TASK TO COMPLETE:
Please report every line of the material below that contains the word "wall".

PROVIDED MATERIAL:
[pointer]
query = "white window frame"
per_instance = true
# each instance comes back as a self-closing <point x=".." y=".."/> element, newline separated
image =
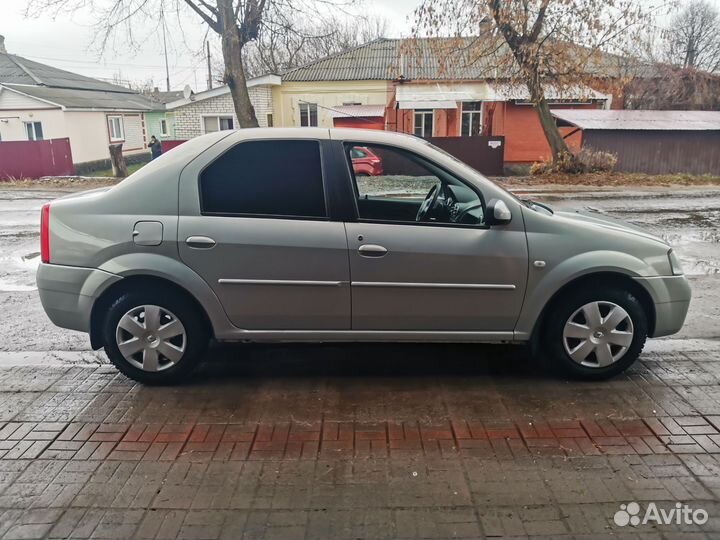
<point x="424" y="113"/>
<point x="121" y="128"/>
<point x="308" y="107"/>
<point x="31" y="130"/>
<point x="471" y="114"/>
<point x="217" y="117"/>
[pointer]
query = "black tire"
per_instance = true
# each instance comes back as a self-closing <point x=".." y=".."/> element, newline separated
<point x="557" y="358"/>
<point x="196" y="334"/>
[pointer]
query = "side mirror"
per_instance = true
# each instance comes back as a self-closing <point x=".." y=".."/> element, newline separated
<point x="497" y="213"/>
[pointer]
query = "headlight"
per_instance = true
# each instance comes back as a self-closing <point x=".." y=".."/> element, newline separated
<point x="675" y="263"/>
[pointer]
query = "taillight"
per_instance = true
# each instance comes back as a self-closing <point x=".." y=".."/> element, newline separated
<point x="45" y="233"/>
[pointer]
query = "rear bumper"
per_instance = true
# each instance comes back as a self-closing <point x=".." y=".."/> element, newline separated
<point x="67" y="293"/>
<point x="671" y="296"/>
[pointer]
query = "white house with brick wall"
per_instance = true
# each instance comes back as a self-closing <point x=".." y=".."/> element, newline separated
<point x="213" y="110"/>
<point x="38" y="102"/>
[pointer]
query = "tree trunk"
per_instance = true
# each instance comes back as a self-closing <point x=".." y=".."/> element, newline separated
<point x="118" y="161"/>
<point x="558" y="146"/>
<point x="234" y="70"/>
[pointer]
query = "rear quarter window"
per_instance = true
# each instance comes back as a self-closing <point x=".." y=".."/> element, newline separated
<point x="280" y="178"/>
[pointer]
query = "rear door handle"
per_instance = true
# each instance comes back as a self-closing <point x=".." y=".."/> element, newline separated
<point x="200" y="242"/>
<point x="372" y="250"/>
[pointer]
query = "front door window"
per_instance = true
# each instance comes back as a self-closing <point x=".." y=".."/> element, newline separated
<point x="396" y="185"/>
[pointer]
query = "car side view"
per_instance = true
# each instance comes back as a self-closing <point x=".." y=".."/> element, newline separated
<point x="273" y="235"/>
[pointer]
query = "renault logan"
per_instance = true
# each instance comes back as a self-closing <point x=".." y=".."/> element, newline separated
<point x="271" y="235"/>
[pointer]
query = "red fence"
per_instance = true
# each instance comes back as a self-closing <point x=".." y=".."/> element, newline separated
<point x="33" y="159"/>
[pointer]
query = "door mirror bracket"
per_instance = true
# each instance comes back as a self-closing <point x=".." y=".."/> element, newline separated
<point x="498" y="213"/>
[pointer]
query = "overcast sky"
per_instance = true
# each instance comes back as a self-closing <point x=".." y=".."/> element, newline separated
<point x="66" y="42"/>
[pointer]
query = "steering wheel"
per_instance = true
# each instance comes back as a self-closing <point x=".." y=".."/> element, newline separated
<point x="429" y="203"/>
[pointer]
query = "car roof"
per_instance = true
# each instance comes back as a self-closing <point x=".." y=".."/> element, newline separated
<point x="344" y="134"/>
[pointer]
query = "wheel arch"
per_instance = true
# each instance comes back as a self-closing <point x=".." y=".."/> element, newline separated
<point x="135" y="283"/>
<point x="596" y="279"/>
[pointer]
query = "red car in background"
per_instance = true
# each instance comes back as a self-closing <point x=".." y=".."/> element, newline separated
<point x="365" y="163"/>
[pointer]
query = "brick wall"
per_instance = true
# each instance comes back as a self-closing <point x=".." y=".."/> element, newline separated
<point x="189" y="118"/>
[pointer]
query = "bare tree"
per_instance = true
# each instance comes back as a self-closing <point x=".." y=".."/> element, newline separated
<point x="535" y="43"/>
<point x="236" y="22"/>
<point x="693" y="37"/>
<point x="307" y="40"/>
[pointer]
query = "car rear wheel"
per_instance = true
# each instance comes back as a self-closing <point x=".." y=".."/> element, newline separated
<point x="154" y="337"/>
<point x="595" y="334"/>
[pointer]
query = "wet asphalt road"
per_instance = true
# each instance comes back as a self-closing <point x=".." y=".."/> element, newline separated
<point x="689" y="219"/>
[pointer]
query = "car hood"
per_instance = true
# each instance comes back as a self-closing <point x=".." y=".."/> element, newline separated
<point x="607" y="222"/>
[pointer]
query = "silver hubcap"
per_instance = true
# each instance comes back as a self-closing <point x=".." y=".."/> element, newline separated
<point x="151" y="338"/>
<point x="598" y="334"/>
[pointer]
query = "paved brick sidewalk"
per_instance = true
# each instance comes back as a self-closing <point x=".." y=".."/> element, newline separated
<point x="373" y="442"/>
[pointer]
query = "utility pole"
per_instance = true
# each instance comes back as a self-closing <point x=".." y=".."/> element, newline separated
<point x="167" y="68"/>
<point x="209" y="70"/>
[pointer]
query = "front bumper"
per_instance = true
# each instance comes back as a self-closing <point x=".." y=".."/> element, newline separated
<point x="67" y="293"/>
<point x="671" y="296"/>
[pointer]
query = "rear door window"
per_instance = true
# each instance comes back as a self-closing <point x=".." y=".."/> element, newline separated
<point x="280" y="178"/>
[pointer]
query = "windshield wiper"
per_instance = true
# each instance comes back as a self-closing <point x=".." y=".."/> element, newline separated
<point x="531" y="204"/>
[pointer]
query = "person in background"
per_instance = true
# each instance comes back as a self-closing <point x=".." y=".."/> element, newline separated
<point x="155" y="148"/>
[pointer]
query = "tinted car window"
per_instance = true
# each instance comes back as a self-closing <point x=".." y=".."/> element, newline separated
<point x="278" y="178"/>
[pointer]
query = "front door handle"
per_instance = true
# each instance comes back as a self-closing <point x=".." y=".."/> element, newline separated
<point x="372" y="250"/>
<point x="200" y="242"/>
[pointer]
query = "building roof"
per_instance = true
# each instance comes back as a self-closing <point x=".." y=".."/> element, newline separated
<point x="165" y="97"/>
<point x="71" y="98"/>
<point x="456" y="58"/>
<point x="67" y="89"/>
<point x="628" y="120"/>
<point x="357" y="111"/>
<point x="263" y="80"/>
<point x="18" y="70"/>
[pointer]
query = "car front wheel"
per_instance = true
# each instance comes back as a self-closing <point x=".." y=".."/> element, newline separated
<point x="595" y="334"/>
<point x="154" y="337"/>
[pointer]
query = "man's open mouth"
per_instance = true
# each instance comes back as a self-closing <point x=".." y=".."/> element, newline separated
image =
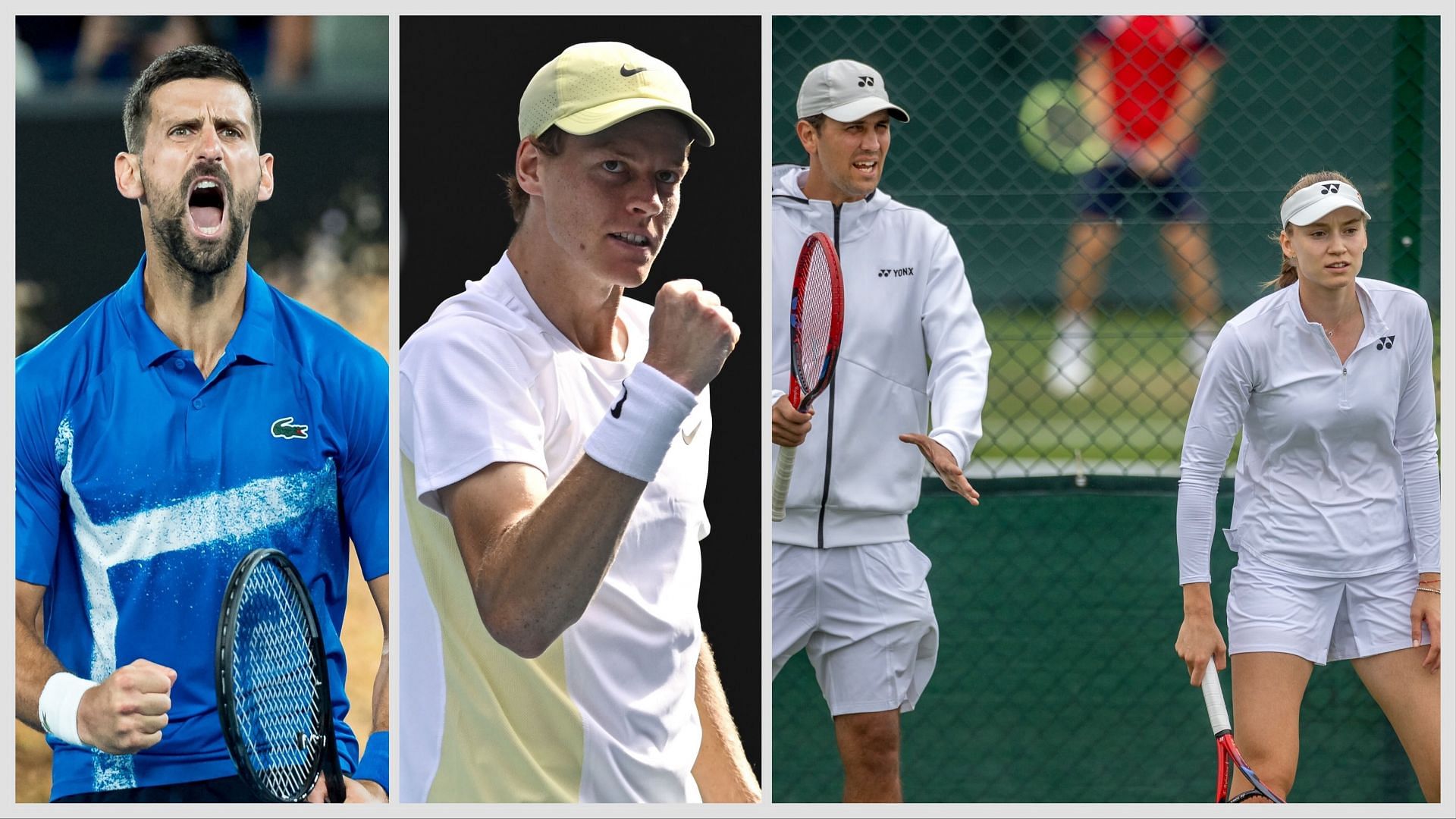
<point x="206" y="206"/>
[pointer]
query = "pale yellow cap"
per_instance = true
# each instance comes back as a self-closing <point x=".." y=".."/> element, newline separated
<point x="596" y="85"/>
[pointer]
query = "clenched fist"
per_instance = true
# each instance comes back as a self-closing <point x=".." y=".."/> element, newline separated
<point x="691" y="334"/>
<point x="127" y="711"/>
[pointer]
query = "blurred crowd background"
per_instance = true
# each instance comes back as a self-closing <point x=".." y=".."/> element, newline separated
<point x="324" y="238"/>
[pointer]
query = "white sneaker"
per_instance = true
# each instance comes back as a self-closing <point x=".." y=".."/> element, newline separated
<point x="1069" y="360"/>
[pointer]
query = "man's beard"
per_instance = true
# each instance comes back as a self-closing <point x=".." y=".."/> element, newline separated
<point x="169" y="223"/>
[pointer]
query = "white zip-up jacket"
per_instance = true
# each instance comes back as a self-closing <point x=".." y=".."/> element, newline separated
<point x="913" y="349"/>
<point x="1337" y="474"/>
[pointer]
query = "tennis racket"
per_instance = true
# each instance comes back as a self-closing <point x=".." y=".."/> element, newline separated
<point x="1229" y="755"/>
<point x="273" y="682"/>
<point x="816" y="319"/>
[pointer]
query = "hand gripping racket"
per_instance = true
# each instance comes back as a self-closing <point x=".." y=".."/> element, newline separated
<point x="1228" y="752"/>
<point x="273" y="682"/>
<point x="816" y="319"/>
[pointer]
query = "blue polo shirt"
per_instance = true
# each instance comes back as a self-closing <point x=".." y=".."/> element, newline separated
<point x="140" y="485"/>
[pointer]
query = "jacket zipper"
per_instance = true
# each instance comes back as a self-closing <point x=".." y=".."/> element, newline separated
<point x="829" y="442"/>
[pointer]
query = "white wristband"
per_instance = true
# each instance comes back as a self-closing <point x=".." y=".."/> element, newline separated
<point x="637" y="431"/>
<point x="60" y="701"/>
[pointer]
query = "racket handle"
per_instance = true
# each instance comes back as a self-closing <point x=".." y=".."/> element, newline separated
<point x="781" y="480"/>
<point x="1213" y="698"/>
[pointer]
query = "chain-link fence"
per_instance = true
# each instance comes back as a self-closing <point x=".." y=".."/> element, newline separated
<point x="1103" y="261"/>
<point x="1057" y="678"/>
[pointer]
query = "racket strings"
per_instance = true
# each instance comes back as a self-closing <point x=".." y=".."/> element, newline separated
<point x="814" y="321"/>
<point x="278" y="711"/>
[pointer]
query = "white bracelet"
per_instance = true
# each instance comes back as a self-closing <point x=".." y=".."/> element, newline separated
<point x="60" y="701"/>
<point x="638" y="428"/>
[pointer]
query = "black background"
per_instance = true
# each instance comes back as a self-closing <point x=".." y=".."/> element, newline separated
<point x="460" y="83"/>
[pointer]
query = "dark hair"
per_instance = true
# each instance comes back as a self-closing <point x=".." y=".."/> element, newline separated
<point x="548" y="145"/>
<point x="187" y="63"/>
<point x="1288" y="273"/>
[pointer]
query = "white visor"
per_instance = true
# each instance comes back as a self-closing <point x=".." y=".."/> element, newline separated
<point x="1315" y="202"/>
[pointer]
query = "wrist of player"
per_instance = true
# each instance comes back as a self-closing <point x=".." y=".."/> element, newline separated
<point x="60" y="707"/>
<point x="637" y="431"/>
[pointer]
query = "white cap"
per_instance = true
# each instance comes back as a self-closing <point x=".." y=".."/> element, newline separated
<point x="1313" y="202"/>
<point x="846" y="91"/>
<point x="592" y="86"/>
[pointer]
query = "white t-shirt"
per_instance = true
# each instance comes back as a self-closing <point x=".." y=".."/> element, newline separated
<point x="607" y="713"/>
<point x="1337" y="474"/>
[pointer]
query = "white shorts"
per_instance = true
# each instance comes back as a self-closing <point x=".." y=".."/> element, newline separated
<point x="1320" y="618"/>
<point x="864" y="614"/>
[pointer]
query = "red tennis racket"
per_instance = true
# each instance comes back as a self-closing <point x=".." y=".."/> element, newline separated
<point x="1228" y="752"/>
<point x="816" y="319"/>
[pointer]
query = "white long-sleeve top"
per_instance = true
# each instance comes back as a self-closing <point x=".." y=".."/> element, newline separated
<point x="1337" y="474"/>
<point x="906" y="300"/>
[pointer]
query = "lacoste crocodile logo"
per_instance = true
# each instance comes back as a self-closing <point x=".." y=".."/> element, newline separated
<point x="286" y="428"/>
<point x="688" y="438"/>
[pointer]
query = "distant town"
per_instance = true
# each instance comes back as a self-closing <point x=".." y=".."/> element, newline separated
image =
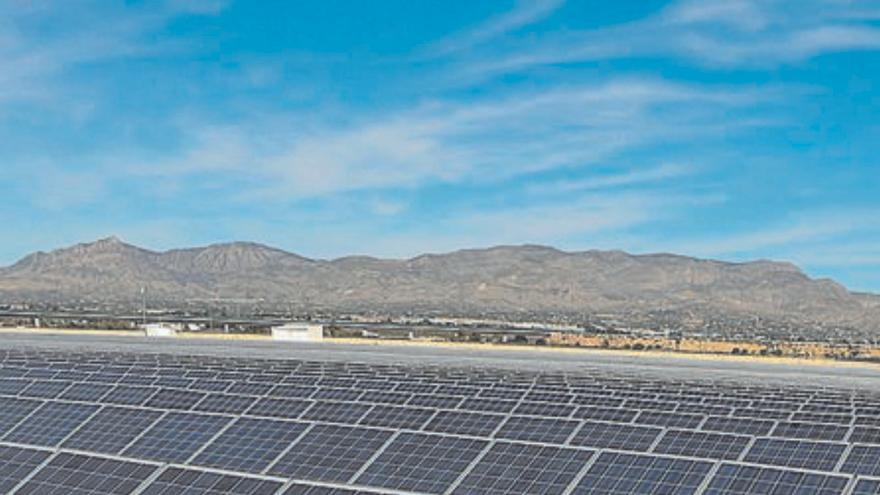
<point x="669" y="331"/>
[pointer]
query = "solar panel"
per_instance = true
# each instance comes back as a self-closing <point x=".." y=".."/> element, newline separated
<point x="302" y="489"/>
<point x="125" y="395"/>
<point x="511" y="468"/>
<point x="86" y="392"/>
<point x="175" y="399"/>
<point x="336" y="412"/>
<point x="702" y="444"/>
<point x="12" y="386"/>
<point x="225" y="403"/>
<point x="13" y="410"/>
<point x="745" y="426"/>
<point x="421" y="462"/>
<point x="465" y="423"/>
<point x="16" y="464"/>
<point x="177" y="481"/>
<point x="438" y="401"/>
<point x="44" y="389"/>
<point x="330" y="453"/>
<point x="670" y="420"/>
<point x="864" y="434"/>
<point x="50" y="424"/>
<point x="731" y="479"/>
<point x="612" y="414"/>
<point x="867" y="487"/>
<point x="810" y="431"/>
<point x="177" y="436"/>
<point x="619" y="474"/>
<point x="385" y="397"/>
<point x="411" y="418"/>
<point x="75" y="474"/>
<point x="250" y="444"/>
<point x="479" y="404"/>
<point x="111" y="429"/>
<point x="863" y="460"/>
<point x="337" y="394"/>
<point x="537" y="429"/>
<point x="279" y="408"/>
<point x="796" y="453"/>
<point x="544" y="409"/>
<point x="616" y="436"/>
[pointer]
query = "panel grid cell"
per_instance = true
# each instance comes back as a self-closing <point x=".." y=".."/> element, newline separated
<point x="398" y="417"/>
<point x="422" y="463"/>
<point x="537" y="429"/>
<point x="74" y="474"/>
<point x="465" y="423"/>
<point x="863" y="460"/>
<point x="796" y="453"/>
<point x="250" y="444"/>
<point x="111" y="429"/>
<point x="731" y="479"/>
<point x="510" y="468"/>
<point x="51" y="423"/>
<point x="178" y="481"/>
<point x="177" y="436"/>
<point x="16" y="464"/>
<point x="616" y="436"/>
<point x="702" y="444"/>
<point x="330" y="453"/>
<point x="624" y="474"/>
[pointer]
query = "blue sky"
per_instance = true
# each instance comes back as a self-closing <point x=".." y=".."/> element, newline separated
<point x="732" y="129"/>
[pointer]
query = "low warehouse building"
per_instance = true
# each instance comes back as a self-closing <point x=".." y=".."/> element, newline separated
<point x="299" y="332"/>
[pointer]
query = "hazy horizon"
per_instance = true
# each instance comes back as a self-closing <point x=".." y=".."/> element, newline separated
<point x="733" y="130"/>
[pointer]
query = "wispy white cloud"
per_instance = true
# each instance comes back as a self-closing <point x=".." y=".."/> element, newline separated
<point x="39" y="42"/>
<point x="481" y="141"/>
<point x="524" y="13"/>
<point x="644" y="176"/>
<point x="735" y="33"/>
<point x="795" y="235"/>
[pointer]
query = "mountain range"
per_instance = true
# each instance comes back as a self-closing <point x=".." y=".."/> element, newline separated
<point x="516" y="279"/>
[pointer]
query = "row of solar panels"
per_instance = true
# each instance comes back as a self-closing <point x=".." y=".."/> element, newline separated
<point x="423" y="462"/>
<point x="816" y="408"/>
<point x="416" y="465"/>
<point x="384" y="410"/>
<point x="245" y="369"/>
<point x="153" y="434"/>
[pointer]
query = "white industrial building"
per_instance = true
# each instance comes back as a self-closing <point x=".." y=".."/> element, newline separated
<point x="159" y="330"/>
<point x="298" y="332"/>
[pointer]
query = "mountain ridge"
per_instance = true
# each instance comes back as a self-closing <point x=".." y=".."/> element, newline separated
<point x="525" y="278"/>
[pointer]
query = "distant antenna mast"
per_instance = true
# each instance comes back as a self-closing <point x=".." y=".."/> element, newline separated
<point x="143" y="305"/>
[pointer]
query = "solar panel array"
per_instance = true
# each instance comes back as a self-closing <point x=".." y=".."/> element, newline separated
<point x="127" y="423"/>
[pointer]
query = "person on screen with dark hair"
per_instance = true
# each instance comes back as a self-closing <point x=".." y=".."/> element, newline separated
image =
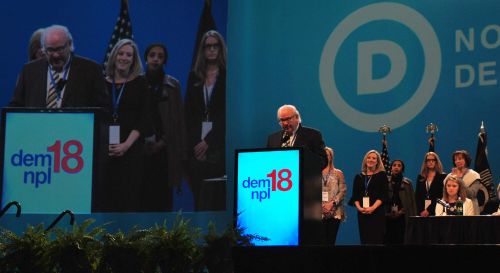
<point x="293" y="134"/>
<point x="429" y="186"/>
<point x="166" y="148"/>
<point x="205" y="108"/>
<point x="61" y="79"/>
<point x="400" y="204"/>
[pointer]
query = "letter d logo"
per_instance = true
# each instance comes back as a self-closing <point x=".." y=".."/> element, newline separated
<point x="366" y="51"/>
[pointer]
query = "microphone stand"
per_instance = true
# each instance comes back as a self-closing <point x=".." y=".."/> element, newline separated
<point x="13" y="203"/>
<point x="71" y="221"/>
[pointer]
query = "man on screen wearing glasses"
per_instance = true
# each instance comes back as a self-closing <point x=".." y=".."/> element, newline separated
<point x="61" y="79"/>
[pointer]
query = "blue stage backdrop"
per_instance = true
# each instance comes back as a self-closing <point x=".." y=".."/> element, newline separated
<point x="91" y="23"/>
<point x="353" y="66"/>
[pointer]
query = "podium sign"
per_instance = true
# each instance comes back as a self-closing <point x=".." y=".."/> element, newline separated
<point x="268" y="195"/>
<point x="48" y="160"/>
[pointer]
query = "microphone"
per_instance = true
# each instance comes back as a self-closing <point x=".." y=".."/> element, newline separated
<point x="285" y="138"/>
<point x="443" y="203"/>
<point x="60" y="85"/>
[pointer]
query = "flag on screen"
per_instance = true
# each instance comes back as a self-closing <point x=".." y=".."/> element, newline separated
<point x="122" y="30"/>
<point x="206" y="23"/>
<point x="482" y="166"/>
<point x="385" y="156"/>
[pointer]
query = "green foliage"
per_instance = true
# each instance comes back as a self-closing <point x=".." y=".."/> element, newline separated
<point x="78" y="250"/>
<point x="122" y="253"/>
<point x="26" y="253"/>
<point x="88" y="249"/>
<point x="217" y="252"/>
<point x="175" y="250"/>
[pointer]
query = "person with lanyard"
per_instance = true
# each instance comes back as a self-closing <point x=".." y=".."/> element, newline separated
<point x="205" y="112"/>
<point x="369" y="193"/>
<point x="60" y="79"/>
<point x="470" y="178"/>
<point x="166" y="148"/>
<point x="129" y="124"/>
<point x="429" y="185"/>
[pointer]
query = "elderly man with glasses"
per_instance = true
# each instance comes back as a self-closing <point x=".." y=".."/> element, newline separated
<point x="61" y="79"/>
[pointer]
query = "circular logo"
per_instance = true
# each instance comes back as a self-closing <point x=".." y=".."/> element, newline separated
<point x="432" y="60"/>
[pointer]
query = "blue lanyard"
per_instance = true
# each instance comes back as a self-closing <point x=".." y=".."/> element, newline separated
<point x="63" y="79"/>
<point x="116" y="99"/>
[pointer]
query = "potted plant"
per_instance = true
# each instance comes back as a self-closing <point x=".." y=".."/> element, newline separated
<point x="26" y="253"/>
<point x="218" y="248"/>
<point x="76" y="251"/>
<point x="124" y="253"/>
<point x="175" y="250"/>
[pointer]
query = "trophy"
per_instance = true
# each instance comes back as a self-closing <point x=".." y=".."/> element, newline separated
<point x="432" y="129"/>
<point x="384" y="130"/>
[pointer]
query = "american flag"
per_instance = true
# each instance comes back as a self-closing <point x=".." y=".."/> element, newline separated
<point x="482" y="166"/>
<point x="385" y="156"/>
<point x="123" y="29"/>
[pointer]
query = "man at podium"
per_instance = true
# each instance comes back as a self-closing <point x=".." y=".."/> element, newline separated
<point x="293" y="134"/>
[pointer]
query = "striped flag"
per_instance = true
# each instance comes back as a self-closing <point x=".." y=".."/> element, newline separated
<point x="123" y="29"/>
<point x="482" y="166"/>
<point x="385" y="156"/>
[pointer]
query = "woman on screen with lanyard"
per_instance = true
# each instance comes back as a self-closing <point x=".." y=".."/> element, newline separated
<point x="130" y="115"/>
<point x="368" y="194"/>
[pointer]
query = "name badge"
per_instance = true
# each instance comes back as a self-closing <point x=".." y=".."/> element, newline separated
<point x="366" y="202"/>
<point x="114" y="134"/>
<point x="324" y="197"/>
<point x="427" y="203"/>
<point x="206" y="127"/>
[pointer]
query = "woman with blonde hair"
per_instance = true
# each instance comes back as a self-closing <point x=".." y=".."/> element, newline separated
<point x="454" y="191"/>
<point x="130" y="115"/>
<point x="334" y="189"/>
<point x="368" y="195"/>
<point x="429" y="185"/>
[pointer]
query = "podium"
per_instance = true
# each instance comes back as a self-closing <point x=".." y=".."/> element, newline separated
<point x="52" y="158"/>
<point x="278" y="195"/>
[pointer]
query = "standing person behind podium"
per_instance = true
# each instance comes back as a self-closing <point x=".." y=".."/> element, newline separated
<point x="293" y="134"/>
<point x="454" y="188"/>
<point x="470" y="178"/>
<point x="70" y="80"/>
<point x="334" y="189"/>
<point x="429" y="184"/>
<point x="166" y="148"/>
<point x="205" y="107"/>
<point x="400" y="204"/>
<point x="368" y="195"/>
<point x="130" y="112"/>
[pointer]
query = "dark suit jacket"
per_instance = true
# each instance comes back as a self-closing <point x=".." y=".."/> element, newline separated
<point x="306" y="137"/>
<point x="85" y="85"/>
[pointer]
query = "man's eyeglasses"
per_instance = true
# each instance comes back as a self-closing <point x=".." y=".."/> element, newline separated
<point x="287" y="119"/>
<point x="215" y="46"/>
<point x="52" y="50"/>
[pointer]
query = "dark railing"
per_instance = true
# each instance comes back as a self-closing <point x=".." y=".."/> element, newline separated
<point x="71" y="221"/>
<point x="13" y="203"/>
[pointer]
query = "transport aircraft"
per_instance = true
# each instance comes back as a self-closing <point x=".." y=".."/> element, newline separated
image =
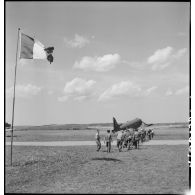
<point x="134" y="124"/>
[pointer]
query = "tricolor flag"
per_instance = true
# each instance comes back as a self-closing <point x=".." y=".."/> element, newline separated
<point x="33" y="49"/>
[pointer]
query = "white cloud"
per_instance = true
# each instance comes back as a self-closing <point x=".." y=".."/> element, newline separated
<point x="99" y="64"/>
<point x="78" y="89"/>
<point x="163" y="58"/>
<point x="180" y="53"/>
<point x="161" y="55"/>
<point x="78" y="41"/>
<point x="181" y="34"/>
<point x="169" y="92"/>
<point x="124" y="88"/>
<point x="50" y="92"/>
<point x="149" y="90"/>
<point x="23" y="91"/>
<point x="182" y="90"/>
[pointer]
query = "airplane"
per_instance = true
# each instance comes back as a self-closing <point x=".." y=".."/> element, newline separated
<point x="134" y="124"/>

EXPECTED ANSWER:
query = "white house with brick wall"
query = "brick wall"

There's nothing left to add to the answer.